**STATED EXERCISE:**
Reproduce everything from the line containing "For every instance of the light" down to the end of the entries, renaming "light blue pants" to "navy jeans" and leaving the rest unchanged.

Start ENTRIES SHOWN

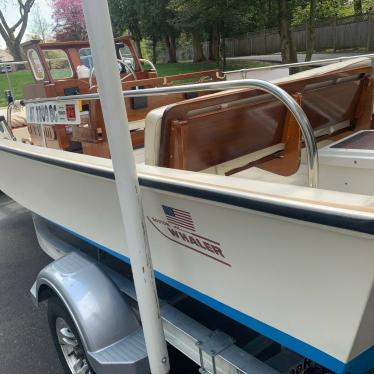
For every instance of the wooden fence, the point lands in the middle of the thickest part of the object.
(355, 32)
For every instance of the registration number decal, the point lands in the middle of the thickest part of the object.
(54, 113)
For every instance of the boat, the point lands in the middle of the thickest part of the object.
(66, 68)
(260, 211)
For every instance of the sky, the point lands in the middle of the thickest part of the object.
(12, 15)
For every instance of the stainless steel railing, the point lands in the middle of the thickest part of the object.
(244, 72)
(280, 94)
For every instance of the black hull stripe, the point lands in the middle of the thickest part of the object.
(363, 225)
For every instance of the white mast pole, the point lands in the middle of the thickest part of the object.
(100, 34)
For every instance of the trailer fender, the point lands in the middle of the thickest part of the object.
(100, 313)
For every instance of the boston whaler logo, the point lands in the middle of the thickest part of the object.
(179, 227)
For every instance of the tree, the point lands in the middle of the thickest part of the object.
(126, 18)
(40, 27)
(13, 35)
(287, 45)
(311, 30)
(216, 18)
(69, 18)
(357, 7)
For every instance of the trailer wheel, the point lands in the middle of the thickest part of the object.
(66, 339)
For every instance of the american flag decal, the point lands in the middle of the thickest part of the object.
(179, 218)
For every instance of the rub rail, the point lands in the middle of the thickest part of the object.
(280, 94)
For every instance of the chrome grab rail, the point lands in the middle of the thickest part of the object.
(298, 64)
(280, 94)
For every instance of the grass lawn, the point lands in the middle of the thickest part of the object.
(20, 78)
(17, 79)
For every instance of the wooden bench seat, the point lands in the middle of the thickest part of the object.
(230, 131)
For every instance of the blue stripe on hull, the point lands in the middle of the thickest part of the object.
(358, 365)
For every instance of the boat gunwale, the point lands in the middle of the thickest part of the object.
(346, 217)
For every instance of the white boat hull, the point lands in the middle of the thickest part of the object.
(298, 273)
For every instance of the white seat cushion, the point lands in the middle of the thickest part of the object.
(152, 136)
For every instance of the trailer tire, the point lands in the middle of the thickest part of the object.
(66, 339)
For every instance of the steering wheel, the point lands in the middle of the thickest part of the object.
(127, 67)
(124, 64)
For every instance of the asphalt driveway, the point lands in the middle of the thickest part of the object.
(25, 344)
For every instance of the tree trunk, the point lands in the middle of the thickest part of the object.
(222, 52)
(310, 31)
(15, 49)
(198, 53)
(358, 7)
(287, 46)
(138, 48)
(214, 44)
(172, 48)
(154, 51)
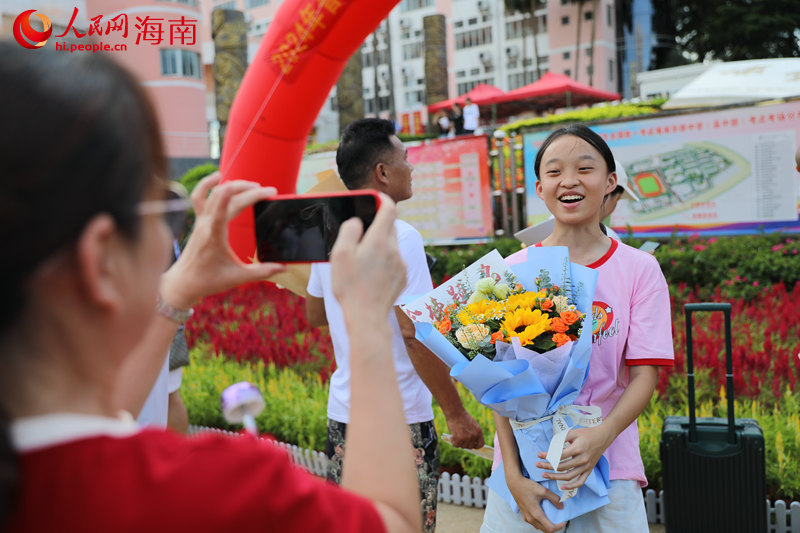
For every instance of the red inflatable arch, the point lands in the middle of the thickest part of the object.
(300, 58)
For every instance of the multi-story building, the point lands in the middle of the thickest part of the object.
(158, 41)
(484, 44)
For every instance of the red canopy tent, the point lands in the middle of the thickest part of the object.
(551, 91)
(477, 94)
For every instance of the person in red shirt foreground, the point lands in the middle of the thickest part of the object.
(82, 194)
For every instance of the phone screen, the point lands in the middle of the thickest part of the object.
(303, 230)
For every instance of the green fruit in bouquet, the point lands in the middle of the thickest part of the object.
(501, 291)
(472, 336)
(485, 285)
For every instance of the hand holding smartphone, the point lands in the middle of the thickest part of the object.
(302, 228)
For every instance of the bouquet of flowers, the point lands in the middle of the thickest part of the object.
(498, 311)
(514, 337)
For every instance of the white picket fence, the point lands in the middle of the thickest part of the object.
(472, 492)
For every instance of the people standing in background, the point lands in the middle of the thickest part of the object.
(457, 119)
(472, 115)
(442, 123)
(370, 156)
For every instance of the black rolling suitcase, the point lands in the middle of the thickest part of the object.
(713, 469)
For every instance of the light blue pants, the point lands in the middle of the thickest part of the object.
(625, 514)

End ENTRIES SHOWN

**WRITTEN ANSWER:**
For every instance of the navy jeans, the point lands in the middle of the thickest part of the object.
(625, 514)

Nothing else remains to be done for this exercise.